— begin Source document —

Prompt and Data Optimisation for an HR System
Part of the Innosuisse-funded "Talent Track Pro" project, this thesis optimizes AI-powered education credential processing for recruitment, improving how candidate qualifications are identified from CVs. Key finding: simpler AI prompts outperform complex ones.
Emre Yelögrü, 2026
Art der Arbeit Bachelor Thesis
Auftraggebende FHNW University of Applied Sciences and Arts Northwestern Switzerland
Betreuende Dozierende Hanne, Thomas
Views: 4
Scrambl., a Swiss AI recruitment startup, faces challenges processing education credentials from candidate CVs. Their system must extract education entries from unstructured text and map them to a database of 21'000+ standardized programs. Initial analysis revealed errors including wrong degree levels, completely wrong matches, and issues stemming from poor extraction quality. The existing extraction system also used an outdated 13-category classification incompatible with Swiss credential types (EFZ, EBA, CAS, etc.).
The research proceeded in two phases. Phase 1 analyzed the mapping algorithm using 327 CV entries, identifying seven error categories and their frequencies. This revealed that extraction quality constrained mapping performance. Phase 2 pivoted to extraction optimization: a benchmark dataset of 60 CVs (742 education items) was created, the credential taxonomy was expanded from 25 to 29 Swiss-specific types, and multiple extraction approaches were compared, including one-step versus two-step extraction with various prompt variations.

— end Source document —
— begin Stored records —

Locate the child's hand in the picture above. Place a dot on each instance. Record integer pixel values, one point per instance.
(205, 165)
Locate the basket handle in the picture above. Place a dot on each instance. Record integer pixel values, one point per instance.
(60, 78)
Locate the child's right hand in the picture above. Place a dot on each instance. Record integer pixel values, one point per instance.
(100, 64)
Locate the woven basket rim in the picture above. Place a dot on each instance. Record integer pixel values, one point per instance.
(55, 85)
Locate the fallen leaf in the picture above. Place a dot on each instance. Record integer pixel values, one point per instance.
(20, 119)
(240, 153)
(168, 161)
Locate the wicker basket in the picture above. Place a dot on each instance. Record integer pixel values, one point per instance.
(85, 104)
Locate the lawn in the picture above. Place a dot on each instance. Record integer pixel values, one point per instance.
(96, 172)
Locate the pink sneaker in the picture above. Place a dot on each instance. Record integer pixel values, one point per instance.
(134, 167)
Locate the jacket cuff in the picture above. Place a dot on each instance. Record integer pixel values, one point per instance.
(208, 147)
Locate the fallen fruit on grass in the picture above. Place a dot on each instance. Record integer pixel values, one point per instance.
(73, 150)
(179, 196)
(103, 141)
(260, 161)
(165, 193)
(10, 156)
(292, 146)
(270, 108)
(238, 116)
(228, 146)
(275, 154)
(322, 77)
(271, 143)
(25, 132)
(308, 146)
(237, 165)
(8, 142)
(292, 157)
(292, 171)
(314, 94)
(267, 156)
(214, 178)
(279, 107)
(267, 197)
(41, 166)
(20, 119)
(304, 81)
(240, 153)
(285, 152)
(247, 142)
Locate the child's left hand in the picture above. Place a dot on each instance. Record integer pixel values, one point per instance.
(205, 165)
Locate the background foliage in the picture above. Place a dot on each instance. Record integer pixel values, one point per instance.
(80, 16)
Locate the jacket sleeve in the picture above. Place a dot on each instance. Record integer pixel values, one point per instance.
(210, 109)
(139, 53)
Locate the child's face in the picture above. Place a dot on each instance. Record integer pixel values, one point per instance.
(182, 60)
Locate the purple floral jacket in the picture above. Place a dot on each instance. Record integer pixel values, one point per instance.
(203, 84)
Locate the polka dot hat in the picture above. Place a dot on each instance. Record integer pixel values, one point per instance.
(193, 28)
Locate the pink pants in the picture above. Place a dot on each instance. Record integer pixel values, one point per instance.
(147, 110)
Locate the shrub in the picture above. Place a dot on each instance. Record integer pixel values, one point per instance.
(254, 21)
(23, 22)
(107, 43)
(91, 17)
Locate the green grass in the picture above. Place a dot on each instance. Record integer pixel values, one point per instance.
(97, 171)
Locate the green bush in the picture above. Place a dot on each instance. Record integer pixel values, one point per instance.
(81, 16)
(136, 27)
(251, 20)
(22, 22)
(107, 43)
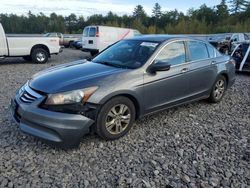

— end Stored records —

Write the next part of the thesis summary on prompt and data optimization for CV education credential processing, starting right after its last sentence.

Output for this task |
The optimized one-step extraction achieved significant improvements: F1 score increased from 70.0% to 79.6%, with recall improving from 82.3% to 94.4%. This higher recall is particularly valuable for Scrambl., as missing education entries directly impacts candidate matching quality.
A key counterintuitive finding emerged: simpler prompts outperformed detailed ones. The best-performing prompt simply listed what to extract and ignore, rather than encoding complex classification rules.
Deliverables for Scrambl. include:
Production-ready extraction prompt with demonstrated performance improvements
Benchmark dataset of 742 labeled education items for ongoing quality assurance
Expanded 29-type credential taxonomy aligned with Swiss education standards
Systematic error analysis documenting mapping failure modes
Concrete solution approaches for future mapping optimization
These results enable Scrambl. to improve their CV processing pipeline immediately while providing a foundation for continued development.
Studiengang: Wirtschaftsinformatik (Bachelor)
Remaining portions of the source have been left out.